## What you are asked to do
Reproduce everything from "Applying the Hearn" down to "judgment against Susan." in the passage below on the attorney-client privilege ruling.

## Supplied passage
====

Applying the Hearn test, the Court found that Susan DiFede waived the privilege. The Court explained that "[w]hen she alleged that she reasonably relied on Raymond Wilder's incorrect statement of the law, Susan injected her knowledge or lack of knowledge of the correct statement of the law as a crucial issue relevant to her claim of fraud-in-the inducement. Only Jack Foutch and Susan know whether Jack Foutch disabused her of the incorrect notion that the separation agreement was not immediately enforceable."10 The Court further reasoned that it would be unfair to allow Susan to "thrust her lack of knowledge of the correct state of the law" into the case then deny the opposing parties' ability to negate that lack of knowledge.11 The Court directed the Court of Appeals to reinstate the trial court's judgment against Susan.

Subsequent Colorado Authority

The Colorado Court of Appeals applied DiFede in the 1996 case of People v. Sickich.12 In Sickich, the defendant appealed the trial court's refusal to permit him to withdraw his plea of guilty to first-degree murder of a deputy sheriff. The defendant requested withdrawal of the plea on the grounds that the judge failed to explain the elements of the charge, and the defendant's cognitive abilities were so impaired by pain, medication, stress, and depression that his plea was not knowing or voluntary. The defendant claimed that the trial court erred in admitting the testimony of his former counsel notwithstanding the attorney-client privilege.

====

[Dataset entries]
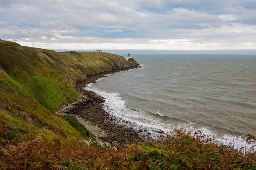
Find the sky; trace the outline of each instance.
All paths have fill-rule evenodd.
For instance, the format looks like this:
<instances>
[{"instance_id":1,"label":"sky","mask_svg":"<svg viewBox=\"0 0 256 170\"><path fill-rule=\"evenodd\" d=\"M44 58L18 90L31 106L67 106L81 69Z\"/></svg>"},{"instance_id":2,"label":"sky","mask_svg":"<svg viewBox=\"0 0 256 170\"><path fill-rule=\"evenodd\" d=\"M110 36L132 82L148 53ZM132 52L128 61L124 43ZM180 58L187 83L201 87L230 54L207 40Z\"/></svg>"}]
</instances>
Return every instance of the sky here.
<instances>
[{"instance_id":1,"label":"sky","mask_svg":"<svg viewBox=\"0 0 256 170\"><path fill-rule=\"evenodd\" d=\"M256 49L256 0L0 0L0 39L52 49Z\"/></svg>"}]
</instances>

====

## Solution below
Applying the Hearn test, the Court found that Susan DiFede waived the privilege. The Court explained that "[w]hen she alleged that she reasonably relied on Raymond Wilder's incorrect statement of the law, Susan injected her knowledge or lack of knowledge of the correct statement of the law as a crucial issue relevant to her claim of fraud-in-the inducement. Only Jack Foutch and Susan know whether Jack Foutch disabused her of the incorrect notion that the separation agreement was not immediately enforceable."10 The Court further reasoned that it would be unfair to allow Susan to "thrust her lack of knowledge of the correct state of the law" into the case then deny the opposing parties' ability to negate that lack of knowledge.11 The Court directed the Court of Appeals to reinstate the trial court's judgment against Susan.